• Given exercise:
Swap "single space" for "comma" wherever it appears in the lines below and write all of them out again, unchanged otherwise. Leave the pictures out of your answer.

• Material for the task:
----------

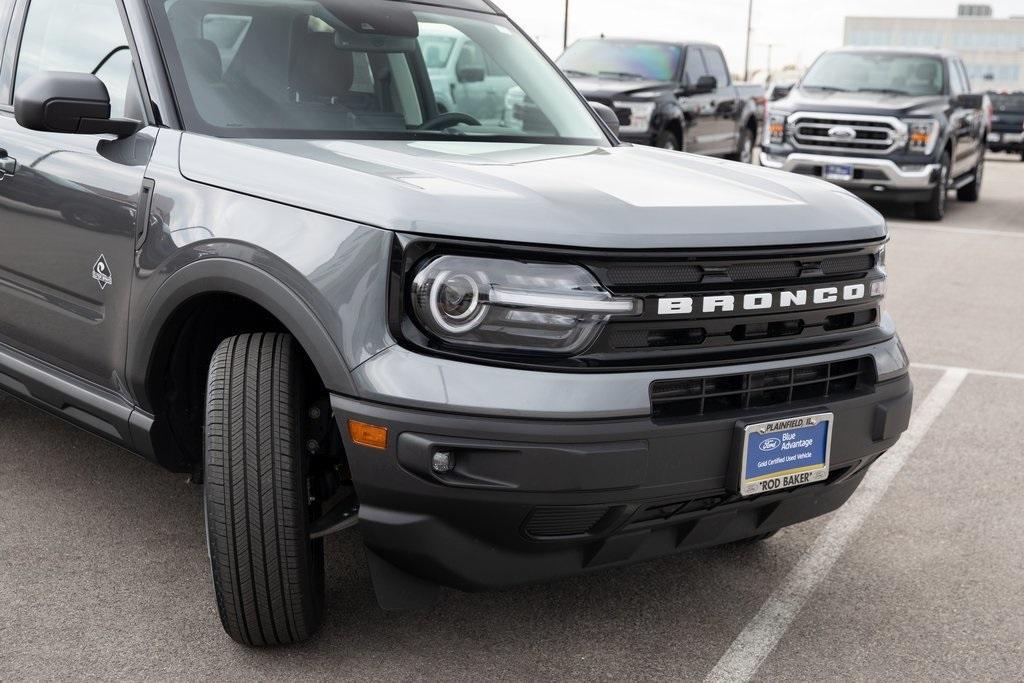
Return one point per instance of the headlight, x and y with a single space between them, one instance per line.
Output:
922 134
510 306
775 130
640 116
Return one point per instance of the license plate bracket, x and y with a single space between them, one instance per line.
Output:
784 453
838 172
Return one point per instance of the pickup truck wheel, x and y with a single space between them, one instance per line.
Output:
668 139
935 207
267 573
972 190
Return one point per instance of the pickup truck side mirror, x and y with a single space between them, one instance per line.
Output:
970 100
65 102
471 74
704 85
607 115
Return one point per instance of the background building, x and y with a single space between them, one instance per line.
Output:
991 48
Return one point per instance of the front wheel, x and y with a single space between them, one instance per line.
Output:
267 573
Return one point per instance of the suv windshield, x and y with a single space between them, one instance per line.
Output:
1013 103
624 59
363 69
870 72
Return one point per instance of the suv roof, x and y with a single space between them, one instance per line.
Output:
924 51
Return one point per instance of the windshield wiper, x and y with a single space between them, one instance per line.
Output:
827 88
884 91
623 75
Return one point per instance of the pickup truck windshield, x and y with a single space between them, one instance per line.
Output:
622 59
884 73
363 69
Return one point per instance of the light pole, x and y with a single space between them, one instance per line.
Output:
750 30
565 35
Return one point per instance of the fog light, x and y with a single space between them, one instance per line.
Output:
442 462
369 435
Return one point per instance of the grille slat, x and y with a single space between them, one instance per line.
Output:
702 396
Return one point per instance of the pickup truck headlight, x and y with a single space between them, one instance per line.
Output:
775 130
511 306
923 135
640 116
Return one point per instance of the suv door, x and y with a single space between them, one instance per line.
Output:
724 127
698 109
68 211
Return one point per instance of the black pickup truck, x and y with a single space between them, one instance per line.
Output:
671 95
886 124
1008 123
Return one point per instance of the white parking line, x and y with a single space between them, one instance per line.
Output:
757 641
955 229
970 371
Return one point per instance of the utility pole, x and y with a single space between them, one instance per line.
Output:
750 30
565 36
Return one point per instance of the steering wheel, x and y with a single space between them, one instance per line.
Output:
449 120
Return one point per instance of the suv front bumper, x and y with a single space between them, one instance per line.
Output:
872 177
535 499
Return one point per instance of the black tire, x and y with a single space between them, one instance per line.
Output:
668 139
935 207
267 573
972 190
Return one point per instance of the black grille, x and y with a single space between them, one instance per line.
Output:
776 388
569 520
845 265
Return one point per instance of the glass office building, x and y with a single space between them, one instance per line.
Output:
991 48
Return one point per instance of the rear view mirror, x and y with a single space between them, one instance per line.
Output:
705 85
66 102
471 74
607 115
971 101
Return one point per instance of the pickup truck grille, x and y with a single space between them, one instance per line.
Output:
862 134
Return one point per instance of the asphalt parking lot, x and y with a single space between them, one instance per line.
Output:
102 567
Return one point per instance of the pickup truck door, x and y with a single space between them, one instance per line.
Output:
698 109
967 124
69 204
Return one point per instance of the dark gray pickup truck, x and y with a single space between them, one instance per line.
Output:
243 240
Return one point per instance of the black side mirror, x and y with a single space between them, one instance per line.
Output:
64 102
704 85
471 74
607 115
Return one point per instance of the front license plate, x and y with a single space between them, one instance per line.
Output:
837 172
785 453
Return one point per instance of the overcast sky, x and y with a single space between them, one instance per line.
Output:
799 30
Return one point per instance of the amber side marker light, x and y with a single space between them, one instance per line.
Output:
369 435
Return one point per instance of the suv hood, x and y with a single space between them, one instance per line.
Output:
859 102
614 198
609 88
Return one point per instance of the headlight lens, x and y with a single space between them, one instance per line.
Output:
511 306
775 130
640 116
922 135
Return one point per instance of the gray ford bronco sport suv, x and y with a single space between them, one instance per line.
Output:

----------

• Response below:
Return one point per instance of the headlight, x and y with a comma between them, one instance per line.
Output:
922 134
510 306
775 130
640 116
Return one point per instance of the license plate bracket, x and y with a comma between them, one instance per line.
Output:
784 453
838 172
Return one point per instance of the pickup truck wheel, x and y with a comma between them, one instance per line.
Output:
668 139
935 207
267 573
972 190
Return one point per instance of the pickup truck side mirror, x and y with a comma between them, one instance per line.
Output:
970 100
65 102
471 74
704 85
607 115
Return one point per instance of the background building, x and y with a comma between them, one instance per line.
Output:
991 48
Return one point per instance of the front wheel, x and y with a comma between them, one instance per line.
Output:
267 573
Return one point per instance of the suv windshield, x and y with a comma between them, one instance per line.
Output:
1013 103
624 59
363 69
870 72
Return one point per instance of the suv roof, x and y with a comma between them, one instance per line.
Output:
924 51
Return one point per instance of the windshield wiper, x and y with a comma between them, one instance per line.
Output:
827 88
884 91
623 75
Return one point per instance of the pickup truck windshield, x and y with a comma between them, one instance per line.
Output:
622 59
884 73
363 69
Return one point per instance of the light pole, x and y with a comma between them, one instance per line.
Output:
750 30
565 35
Return one point per instance of the fog light, x and y with a comma between them, one instance per line.
Output:
442 462
369 435
Return one point per instance of the grille slat, x and y with a comma between them, one instance per line.
Output:
702 396
Return one point per instance of the pickup truck headlight, x and y with a comma between them, one instance per line.
Output:
775 130
511 306
923 135
640 116
Return one point per instance of the suv door, x and y with a comma between them, one instance per line.
Output:
724 127
698 109
68 211
Return one point per instance of the black pickup truck, x and y with a comma between them, one instance per line.
Output:
671 95
886 124
1008 123
Return one point per instance of the white parking line, x and y with a comma between them, one instance per line.
Output:
757 641
955 229
970 371
Return one point per instance of the utility pole, x and y with a comma between them, one instance per line.
Output:
750 30
565 36
Return one point per instance of the steering wheel, x and y with a comma between them, one instance per line.
Output:
449 120
Return one point per instance of the suv front bumper, x and y with a comma between them, one instance per line.
Output:
872 177
535 499
Return one point per instance of the black tire, x and y with a comma between them, one instance per line.
Output:
668 139
935 207
267 573
972 190
Return one point per instance of the black grille, x and y with a comma between them, one instance per line.
Output:
776 388
569 520
845 265
Return one point per instance of the glass office building, x and y with a comma between them, one instance per line.
Output:
991 48
Return one point per instance of the rear view mirror, x and y with a comma between them, one instance per line.
Output:
705 85
66 102
471 74
607 115
971 101
Return one point per instance of the pickup truck grille, x and y with a comma between them, one instance per line.
Output:
862 134
Return one point per instance of the asphalt parking lot, x and y with a comma between them, one instance per line.
Output:
102 567
Return one point per instance of the pickup truck door, x and y with a comma between them, one instance per line.
Output:
698 109
967 124
69 204
Return one point per instance of the dark gray pickup truck, x and y with a comma between them, one instance per line.
Output:
243 240
Return one point per instance of the black side mirror, x and y with a comma between them, one instance per line.
Output:
64 102
704 85
471 74
607 115
Return one point per instance of the front license plate, x and y with a comma between them, one instance per line.
Output:
837 172
785 453
Return one point per instance of the overcast sky, x and y with a comma between them, one instance per line.
Output:
799 30
Return one point per instance of the amber side marker light, x and y with a comma between them, one instance per line.
Output:
369 435
Return one point per instance of the suv hood, x and y with a comma between them, one instance per line.
Output:
859 102
614 198
609 88
Return one point per instance of the headlight lens, x and y with a comma between them, one instance per line.
Output:
511 306
775 130
640 116
922 135
Return one point per instance of the gray ford bronco sport suv, x and y with a comma between them, one instance per line.
Output:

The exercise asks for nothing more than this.